Work to be completed
Take the line with "point: grey marble" and every line after it in the data. Transcribe them exactly, through the last.

[[ Available data open ]]

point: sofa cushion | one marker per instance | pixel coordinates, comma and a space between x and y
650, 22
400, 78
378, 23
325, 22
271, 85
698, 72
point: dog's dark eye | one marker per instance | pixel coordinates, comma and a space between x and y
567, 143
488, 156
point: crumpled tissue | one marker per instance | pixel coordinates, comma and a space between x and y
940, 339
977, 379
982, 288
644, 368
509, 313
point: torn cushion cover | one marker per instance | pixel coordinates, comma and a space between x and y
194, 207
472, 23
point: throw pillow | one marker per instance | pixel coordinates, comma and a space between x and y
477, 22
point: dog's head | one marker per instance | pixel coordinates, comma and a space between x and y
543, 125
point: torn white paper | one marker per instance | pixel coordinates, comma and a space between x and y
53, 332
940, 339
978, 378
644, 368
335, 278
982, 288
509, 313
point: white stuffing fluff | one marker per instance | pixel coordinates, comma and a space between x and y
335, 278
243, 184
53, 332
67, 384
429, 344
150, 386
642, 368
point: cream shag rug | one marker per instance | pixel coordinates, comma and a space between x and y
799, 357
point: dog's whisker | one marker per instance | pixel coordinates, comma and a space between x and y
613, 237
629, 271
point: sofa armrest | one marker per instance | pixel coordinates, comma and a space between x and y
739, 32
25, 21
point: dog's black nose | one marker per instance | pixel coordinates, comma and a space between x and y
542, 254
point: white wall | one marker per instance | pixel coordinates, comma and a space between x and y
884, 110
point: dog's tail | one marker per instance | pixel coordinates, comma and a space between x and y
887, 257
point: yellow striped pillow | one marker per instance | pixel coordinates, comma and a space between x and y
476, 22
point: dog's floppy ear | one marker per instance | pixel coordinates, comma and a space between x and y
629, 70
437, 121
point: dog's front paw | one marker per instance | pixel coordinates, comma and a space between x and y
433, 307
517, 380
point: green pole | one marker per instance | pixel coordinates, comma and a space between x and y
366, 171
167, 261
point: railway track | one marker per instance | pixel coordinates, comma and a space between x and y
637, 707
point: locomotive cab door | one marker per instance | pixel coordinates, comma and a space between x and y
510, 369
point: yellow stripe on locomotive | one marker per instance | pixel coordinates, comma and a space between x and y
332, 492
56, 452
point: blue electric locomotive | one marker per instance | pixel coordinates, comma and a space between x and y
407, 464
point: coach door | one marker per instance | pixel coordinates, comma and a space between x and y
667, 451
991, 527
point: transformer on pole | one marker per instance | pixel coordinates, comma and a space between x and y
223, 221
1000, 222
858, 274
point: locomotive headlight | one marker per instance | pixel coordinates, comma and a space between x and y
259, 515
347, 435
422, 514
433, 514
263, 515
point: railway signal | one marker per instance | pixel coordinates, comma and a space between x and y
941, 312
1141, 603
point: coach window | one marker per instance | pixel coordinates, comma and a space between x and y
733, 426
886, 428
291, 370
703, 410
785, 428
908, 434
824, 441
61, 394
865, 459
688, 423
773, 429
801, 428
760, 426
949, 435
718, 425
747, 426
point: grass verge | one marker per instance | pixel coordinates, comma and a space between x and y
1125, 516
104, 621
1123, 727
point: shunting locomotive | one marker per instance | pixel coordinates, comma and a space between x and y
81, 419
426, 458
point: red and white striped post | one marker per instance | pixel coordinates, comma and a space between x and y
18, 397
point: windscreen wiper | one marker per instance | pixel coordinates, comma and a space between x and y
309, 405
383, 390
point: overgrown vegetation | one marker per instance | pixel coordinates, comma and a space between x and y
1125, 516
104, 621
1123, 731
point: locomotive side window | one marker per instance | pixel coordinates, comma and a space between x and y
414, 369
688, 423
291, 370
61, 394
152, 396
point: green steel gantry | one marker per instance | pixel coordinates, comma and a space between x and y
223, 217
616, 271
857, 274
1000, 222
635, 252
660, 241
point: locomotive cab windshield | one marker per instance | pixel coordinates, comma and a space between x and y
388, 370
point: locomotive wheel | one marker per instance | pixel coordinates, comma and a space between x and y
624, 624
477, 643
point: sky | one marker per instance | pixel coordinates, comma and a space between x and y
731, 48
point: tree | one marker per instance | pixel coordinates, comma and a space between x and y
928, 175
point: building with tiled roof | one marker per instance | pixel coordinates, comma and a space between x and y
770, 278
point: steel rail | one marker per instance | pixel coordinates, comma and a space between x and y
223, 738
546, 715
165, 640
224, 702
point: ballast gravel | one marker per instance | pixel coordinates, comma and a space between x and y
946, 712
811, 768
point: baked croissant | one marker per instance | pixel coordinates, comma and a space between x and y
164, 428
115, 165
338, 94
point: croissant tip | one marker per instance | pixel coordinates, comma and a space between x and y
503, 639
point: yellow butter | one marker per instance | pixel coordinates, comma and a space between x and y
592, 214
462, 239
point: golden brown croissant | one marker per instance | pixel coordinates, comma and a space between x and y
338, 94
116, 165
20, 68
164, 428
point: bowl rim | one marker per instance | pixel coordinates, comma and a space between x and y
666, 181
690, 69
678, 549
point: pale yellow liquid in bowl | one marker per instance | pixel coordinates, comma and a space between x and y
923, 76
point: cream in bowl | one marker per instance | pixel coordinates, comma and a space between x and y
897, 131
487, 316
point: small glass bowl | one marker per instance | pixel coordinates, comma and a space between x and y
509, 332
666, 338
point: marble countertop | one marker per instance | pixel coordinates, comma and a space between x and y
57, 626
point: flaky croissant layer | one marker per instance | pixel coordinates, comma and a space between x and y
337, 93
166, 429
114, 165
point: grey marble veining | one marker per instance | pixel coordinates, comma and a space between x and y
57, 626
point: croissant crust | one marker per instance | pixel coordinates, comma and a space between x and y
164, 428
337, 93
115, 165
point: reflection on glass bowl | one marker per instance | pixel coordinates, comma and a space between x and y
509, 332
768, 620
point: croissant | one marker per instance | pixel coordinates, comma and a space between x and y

[[ Available data closed ]]

Solution
point: grey marble veining | one marker per instance | pixel coordinates, comma and a space between x and y
57, 626
point: croissant crust | one marker per instance | pixel coordinates, comma and a space between x and y
164, 428
337, 93
115, 165
point: reflection on glass bowl | one marker per instance | pixel coordinates, comma and a space between x and y
509, 332
768, 620
point: croissant | one marker per instance | pixel coordinates, comma and a space between x and y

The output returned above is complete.